(Data items)
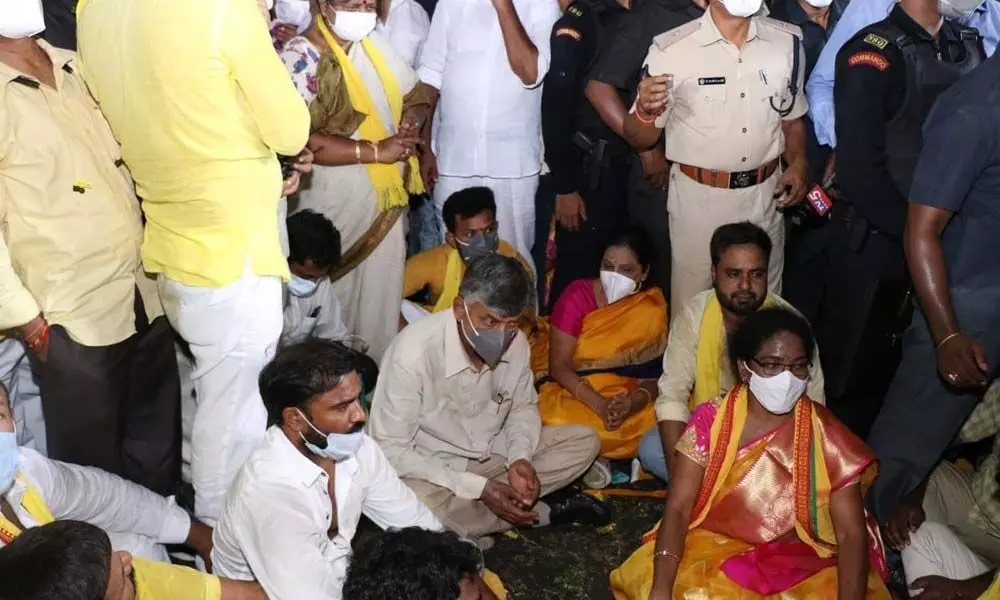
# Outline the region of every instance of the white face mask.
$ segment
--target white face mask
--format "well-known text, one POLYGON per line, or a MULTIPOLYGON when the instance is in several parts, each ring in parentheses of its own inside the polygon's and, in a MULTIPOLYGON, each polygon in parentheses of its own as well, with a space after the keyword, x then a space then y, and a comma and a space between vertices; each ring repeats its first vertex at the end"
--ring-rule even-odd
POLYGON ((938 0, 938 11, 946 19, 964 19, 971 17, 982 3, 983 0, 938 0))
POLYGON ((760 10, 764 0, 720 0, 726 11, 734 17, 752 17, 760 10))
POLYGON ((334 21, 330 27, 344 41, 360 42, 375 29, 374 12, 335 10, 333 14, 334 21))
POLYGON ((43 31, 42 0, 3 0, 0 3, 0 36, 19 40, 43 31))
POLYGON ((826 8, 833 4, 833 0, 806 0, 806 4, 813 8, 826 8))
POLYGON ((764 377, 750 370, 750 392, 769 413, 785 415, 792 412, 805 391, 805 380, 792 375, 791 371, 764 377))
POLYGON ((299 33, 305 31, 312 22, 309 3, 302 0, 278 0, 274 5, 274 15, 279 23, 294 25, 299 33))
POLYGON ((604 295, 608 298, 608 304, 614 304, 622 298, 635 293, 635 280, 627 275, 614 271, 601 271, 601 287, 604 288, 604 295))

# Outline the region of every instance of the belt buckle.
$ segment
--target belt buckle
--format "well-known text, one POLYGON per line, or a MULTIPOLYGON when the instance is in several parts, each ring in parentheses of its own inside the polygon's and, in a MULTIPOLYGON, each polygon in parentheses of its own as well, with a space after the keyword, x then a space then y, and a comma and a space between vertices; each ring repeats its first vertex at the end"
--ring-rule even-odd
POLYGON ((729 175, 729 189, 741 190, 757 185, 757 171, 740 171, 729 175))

---

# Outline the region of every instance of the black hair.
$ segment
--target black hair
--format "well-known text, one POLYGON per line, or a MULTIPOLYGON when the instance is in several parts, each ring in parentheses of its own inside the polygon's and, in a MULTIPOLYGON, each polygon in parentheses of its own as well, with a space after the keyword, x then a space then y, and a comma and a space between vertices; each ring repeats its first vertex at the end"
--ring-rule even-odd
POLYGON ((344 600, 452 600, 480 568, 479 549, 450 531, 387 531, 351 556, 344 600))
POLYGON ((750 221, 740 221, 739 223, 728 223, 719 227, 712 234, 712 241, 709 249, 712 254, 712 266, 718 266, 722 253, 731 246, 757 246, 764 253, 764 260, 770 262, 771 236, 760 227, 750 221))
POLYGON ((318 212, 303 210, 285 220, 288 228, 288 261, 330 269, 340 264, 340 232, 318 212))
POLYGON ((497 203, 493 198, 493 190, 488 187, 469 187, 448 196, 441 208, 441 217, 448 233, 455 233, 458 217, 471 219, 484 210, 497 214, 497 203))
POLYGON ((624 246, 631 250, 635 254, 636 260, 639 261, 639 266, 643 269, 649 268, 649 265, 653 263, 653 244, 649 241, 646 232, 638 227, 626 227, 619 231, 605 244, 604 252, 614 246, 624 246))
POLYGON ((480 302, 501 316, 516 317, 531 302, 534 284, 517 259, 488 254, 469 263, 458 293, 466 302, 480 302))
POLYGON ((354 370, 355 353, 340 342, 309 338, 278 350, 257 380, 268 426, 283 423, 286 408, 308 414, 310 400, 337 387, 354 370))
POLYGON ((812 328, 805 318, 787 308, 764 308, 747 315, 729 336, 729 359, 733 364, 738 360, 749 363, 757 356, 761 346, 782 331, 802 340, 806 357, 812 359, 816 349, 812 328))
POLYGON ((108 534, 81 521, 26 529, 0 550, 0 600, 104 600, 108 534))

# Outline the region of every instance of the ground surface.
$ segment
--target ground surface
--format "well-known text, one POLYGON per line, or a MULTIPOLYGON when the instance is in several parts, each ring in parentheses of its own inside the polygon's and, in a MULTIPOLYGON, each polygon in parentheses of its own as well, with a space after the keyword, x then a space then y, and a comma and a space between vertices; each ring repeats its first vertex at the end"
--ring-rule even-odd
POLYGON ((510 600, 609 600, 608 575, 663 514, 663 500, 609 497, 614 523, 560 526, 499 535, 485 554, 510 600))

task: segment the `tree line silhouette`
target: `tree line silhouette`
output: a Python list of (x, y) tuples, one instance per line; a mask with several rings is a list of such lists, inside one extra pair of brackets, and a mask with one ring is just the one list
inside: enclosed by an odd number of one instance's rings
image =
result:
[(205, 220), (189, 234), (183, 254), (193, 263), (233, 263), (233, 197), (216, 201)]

◆ **Required action**: Scan the data above, find each line with "hair", and copy it.

◆ **Solution**:
# Outline the region of every instance of the black hair.
--target black hair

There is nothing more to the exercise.